TRECHO DO TEXTO:
'''

Por Anna Irrera | Por quase uma década, profetas digitais dizem prever um futuro no qual bancos economizem bilhões de dólares, clientes possam rastrear seus alimentos até a fazenda orgânica onde foram cultivados e intermediários financeiros se tornem coisa do passado, tudo graças à blockchain.
Tenho esperado que esse futuro chegue, mas nunca o encontrei em minha vida cotidiana. Imagine minha surpresa, então, quando encontrei a palavra “blockchain” dentro de uma bolsa da Miu Miu.
Eu havia comprado a bolsa recentemente, e um pequeno cartão branco estava escondido em um bolso. No pedaço de fibra 100% reciclada estava escrito: “O certificado deste produto autêntico da Prada foi carregado na plataforma do Consórcio Blockchain Aura para registrar e garantir sua integridade.”
A empresa-mãe da Miu Miu, o Grupo Prada, é uma das grandes de luxo que investem em formas de alta tecnologia para rastrear seus produtos mais cobiçados e caros. No último ano, marcas como Loro Piana, Louis Vuitton e Maison Margiela lançaram serviços baseados em blockchain pelo consórcio Aura, que permite aos clientes verificar que seu item é verdadeiro e não uma réplica.
Aumento das bolsas de luxo falsificadas
A esperança é que rastrear bolsas, casacos e anéis de diamante dessa forma possa ser um divisor de águas na luta da indústria contra o mercado crescente de falsificações.
Segundo estimativa de 2019 da Organização para a Cooperação e Desenvolvimento Econômico, até US$ 464 bilhões em produtos falsificados e pirateados mudam de mãos a cada ano, representando 2,5% do comércio mundial.
A tecnologia blockchain é apenas uma das estratégias usadas pelo setor em uma batalha de anos contra as falsificações.
Esforços recentes incluem a nova plataforma da Richemont para compartilhar informações sobre relógios e joias perdidos ou roubados e o lançamento de um sistema de verificação baseado em IA chamado Authentique Verify, de propriedade da Patou, da LVMH.
Dar aos clientes uma maneira mais confiável de provar que seus produtos são reais pode ajudar a aumentar o apelo dos produtos originais, ao mesmo tempo que torna mais difícil vender falsificações em brechós.
E, ao tornar mais fácil para os clientes passarem adiante ou revenderem seus produtos, a tecnologia pode ajudar a comprovar o argumento de que muitos desses itens de alto preço têm algum valor de investimento.

'''

PEDIDO ESCRITO 1:
Reproduza literalmente as linhas dos registros entre a que contém "trace: blue baseball cap" e a que contém "171 48 L 173", incluindo as duas.

REGISTROS DO CONJUNTO:

'''

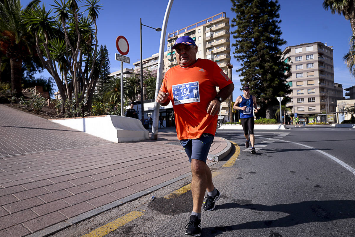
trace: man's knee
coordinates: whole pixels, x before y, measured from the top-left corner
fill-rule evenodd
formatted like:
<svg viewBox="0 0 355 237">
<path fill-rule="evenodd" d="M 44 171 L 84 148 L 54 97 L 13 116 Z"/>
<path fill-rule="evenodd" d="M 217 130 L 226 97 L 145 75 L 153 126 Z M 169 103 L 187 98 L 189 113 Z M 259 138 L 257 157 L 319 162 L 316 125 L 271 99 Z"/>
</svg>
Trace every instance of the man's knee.
<svg viewBox="0 0 355 237">
<path fill-rule="evenodd" d="M 206 163 L 202 161 L 196 159 L 191 160 L 191 172 L 197 175 L 203 175 L 206 173 Z"/>
</svg>

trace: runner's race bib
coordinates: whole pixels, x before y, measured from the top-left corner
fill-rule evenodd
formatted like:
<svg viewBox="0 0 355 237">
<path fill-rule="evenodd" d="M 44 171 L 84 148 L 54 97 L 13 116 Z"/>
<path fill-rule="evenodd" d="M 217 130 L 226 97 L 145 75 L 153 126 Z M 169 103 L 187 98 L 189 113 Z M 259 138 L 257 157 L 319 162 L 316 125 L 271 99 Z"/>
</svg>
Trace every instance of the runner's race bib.
<svg viewBox="0 0 355 237">
<path fill-rule="evenodd" d="M 250 114 L 251 113 L 251 107 L 247 107 L 245 110 L 243 112 L 243 113 L 244 114 Z"/>
<path fill-rule="evenodd" d="M 200 101 L 198 81 L 173 85 L 171 88 L 175 105 Z"/>
</svg>

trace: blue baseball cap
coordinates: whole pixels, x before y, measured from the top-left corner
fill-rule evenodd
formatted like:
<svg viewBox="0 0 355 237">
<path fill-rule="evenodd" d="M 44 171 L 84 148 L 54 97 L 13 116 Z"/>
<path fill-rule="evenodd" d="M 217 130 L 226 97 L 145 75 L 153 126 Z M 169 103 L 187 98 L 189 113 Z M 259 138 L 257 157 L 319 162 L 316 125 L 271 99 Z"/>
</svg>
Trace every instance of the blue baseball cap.
<svg viewBox="0 0 355 237">
<path fill-rule="evenodd" d="M 171 48 L 173 49 L 175 49 L 175 47 L 176 47 L 176 45 L 179 44 L 185 44 L 193 45 L 195 46 L 196 46 L 196 44 L 195 43 L 195 41 L 192 39 L 192 38 L 190 36 L 181 36 L 180 38 L 178 38 L 176 42 L 175 42 L 175 44 L 174 44 Z"/>
</svg>

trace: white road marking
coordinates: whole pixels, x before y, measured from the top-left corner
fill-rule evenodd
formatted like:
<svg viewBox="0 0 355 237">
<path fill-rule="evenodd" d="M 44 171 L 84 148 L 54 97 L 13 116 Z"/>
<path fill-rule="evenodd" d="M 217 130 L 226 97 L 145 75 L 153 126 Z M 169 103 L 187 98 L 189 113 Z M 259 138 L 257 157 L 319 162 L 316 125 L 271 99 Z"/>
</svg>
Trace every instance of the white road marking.
<svg viewBox="0 0 355 237">
<path fill-rule="evenodd" d="M 301 144 L 301 143 L 299 143 L 298 142 L 294 142 L 291 141 L 285 141 L 284 140 L 279 140 L 280 141 L 282 141 L 284 142 L 291 142 L 292 143 L 294 143 L 297 145 L 299 145 L 300 146 L 304 146 L 305 147 L 306 147 L 307 148 L 310 148 L 311 149 L 314 149 L 314 150 L 316 151 L 318 151 L 318 152 L 323 154 L 326 156 L 327 156 L 329 158 L 330 158 L 332 160 L 333 160 L 333 161 L 337 163 L 338 164 L 339 164 L 339 165 L 342 166 L 348 170 L 349 171 L 352 173 L 353 174 L 355 175 L 355 169 L 354 169 L 353 168 L 349 166 L 348 164 L 346 164 L 346 163 L 343 162 L 343 161 L 340 160 L 338 158 L 334 157 L 334 156 L 333 156 L 332 155 L 328 154 L 326 152 L 325 152 L 323 151 L 321 151 L 317 149 L 316 149 L 314 147 L 312 147 L 311 146 L 307 146 L 306 145 L 304 145 L 303 144 Z"/>
</svg>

'''

PEDIDO ESCRITO 2:
No trecho sobre blockchain no mercado de luxo, que parcela do comércio mundial os produtos falsificados e pirateados representam, segundo a estimativa de 2019 da Organização para a Cooperação e Desenvolvimento Econômico?

RESPOSTA ESCRITA 1:
trace: blue baseball cap
coordinates: whole pixels, x before y, measured from the top-left corner
fill-rule evenodd
formatted like:
<svg viewBox="0 0 355 237">
<path fill-rule="evenodd" d="M 44 171 L 84 148 L 54 97 L 13 116 Z"/>
<path fill-rule="evenodd" d="M 217 130 L 226 97 L 145 75 L 153 126 Z M 169 103 L 187 98 L 189 113 Z M 259 138 L 257 157 L 319 162 L 316 125 L 271 99 Z"/>
</svg>
Trace every instance of the blue baseball cap.
<svg viewBox="0 0 355 237">
<path fill-rule="evenodd" d="M 171 48 L 173 49 L 175 49 L 175 47 L 176 47 L 176 45 L 179 44 L 185 44 L 193 45 L 195 46 L 196 46 L 196 44 L 195 43 L 195 41 L 192 39 L 192 38 L 190 36 L 181 36 L 180 38 L 178 38 L 176 42 L 175 42 L 175 44 L 174 44 Z"/>

RESPOSTA ESCRITA 2:
Representam 2,5% do comércio mundial.